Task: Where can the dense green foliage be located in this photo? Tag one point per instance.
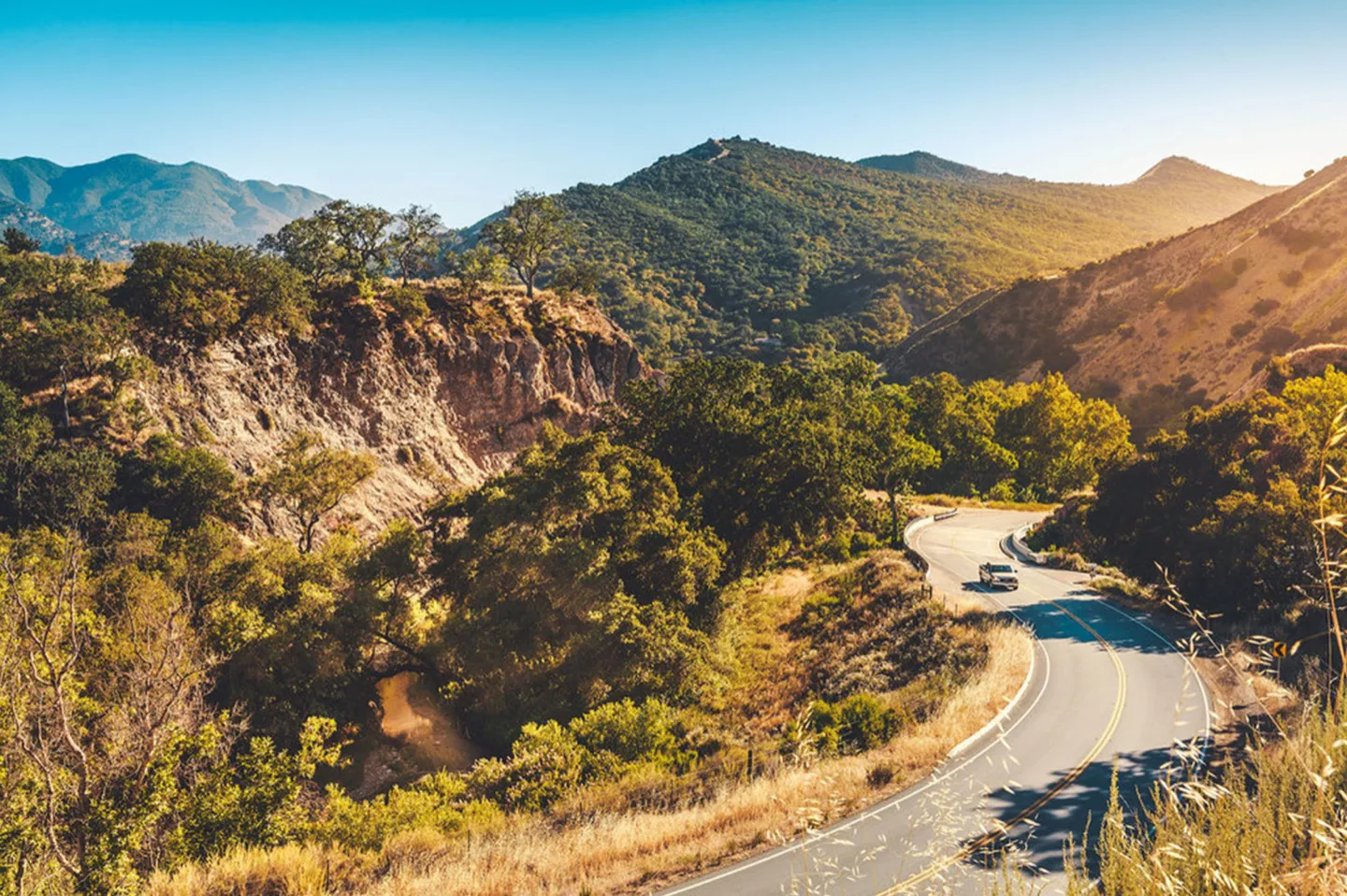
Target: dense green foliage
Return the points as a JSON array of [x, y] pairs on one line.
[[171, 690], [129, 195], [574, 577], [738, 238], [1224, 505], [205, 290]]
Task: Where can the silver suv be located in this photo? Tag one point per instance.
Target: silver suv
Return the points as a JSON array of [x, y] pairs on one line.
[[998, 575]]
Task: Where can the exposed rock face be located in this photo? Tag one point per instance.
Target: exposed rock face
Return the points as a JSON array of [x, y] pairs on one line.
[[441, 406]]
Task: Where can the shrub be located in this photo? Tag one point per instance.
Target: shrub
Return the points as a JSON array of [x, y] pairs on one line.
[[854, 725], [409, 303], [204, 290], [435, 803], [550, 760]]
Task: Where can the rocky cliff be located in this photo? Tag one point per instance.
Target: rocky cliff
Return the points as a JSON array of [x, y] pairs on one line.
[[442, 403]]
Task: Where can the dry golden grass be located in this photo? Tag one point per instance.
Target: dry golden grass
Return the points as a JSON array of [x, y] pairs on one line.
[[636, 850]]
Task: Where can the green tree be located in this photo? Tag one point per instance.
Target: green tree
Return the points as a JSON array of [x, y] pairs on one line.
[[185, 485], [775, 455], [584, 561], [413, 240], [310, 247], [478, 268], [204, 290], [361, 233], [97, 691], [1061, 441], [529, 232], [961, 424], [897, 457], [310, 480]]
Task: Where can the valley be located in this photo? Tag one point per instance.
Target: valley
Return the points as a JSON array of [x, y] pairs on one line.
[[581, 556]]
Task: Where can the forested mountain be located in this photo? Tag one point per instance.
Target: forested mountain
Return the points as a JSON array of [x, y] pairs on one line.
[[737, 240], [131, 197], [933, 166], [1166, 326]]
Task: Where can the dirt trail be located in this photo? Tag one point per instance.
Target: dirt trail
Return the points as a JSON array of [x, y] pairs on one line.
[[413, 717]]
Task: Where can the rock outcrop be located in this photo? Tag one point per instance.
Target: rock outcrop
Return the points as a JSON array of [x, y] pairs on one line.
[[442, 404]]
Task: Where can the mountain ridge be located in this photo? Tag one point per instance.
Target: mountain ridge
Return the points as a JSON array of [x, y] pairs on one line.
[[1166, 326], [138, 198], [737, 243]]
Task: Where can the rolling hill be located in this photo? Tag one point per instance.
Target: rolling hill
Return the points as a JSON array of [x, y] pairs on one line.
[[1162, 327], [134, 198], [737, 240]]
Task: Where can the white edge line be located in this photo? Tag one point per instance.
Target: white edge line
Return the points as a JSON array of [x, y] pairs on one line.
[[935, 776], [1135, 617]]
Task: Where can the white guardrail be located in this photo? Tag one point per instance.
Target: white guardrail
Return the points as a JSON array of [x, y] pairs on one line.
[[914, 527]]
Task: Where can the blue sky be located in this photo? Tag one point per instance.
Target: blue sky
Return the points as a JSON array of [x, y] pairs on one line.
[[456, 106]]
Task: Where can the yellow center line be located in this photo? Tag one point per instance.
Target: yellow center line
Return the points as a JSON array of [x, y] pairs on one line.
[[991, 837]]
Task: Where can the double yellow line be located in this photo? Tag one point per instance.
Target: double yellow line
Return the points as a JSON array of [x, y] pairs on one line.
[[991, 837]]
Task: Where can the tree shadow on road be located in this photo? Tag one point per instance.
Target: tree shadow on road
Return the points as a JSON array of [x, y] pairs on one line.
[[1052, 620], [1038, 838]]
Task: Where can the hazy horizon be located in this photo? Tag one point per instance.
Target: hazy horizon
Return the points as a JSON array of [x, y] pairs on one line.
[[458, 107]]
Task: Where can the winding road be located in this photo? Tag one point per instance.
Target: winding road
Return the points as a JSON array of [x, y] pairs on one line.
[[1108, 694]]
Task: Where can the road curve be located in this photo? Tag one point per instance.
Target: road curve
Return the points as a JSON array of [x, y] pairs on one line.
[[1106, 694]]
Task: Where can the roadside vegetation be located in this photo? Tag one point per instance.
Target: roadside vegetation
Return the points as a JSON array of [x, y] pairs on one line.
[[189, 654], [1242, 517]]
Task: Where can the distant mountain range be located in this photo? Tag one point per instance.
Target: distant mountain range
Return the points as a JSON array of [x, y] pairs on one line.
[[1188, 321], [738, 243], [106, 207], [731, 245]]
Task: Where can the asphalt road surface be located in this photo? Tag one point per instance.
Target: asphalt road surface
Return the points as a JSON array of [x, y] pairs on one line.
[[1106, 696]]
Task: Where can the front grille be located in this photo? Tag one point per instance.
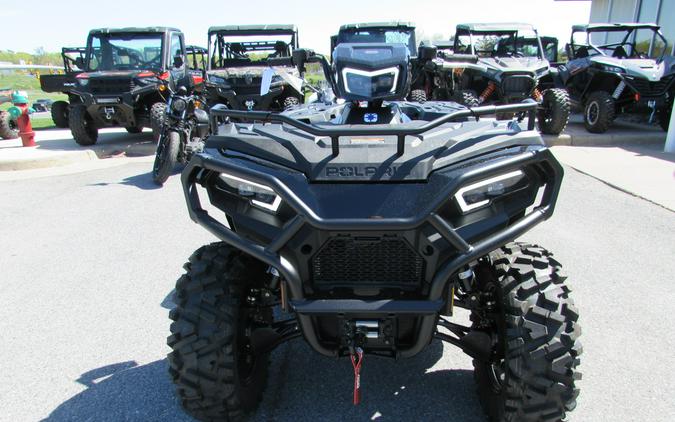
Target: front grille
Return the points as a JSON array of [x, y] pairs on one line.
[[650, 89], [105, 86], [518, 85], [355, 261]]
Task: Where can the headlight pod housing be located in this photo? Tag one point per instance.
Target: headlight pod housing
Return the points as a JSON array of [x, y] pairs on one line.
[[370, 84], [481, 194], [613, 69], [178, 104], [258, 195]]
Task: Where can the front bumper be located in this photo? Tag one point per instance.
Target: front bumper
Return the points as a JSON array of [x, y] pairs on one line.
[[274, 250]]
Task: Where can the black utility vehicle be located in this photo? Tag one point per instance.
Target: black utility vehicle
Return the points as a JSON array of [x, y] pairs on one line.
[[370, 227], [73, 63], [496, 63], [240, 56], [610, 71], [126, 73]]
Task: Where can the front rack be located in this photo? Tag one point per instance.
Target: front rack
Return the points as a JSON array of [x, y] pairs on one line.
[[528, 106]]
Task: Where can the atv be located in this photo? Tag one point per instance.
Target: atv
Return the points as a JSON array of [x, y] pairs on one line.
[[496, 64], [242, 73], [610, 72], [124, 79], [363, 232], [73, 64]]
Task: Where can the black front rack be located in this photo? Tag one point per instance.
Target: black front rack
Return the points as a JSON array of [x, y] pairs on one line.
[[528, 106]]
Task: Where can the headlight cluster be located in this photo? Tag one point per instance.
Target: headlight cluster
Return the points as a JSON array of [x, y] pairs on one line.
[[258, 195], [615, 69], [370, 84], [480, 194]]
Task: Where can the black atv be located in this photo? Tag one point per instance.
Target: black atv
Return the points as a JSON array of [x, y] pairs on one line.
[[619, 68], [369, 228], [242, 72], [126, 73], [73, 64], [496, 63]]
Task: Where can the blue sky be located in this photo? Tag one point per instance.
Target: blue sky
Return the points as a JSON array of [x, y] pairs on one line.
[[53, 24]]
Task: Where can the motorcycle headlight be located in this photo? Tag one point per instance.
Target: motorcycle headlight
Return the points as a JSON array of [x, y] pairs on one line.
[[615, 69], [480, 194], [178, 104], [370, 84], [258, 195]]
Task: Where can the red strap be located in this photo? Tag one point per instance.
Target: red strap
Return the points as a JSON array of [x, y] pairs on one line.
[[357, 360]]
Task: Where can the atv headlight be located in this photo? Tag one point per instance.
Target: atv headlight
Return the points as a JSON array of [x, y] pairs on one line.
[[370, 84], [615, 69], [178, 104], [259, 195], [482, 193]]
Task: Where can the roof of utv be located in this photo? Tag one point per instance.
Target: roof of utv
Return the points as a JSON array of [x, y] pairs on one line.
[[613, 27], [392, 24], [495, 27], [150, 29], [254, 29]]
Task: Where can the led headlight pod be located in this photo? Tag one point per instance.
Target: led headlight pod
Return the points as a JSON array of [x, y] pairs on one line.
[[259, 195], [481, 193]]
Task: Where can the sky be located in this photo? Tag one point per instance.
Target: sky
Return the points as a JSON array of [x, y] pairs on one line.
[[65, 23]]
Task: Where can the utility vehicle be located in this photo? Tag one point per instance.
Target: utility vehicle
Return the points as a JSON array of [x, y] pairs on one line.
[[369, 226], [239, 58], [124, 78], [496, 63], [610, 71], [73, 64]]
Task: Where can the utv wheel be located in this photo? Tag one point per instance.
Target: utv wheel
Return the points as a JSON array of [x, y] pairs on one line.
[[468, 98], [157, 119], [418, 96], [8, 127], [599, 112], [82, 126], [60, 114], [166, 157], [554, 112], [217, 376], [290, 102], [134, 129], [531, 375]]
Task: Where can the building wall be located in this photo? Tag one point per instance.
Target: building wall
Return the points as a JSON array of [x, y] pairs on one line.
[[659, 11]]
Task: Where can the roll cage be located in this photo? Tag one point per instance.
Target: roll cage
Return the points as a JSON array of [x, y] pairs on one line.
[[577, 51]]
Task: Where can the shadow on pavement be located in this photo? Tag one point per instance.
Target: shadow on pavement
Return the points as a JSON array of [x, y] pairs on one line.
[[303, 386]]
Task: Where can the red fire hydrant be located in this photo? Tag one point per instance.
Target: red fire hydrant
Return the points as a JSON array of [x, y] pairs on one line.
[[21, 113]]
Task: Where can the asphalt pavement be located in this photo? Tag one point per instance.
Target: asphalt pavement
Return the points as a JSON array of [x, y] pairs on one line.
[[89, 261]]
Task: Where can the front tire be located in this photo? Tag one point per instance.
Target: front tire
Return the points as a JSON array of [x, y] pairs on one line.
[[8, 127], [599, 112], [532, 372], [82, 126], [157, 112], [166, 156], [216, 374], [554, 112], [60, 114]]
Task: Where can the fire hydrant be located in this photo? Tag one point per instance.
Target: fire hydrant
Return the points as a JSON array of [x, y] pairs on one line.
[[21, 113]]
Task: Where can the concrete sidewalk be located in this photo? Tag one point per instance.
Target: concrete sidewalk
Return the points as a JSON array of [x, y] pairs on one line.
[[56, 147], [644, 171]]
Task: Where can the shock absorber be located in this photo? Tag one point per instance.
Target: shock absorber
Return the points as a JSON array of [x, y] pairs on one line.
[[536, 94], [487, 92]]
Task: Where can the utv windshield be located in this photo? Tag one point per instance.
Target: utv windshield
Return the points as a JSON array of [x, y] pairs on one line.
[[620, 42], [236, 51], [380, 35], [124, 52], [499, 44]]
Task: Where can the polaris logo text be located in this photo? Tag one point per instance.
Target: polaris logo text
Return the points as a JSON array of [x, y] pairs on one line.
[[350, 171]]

• GIVEN EXERCISE:
Rewrite the listing from its first line through the line with "[[998, 575]]", putting "gray suv" wherever "silver suv" appears and changing nothing else. Leave the pictures out.

• REPLY:
Task: Where can the dense green foliage be located in this photo? Tag one point per instance.
Target: dense green foliage
Return the points as a JSON array of [x, y] pairs on one line.
[[171, 690], [129, 195], [574, 577], [738, 238], [1224, 505], [205, 290]]
Task: Where can the gray suv be located in this photo? Tag one point per instance.
Target: gray suv
Return the points as a JSON array of [x, y] pairs on one line.
[[998, 575]]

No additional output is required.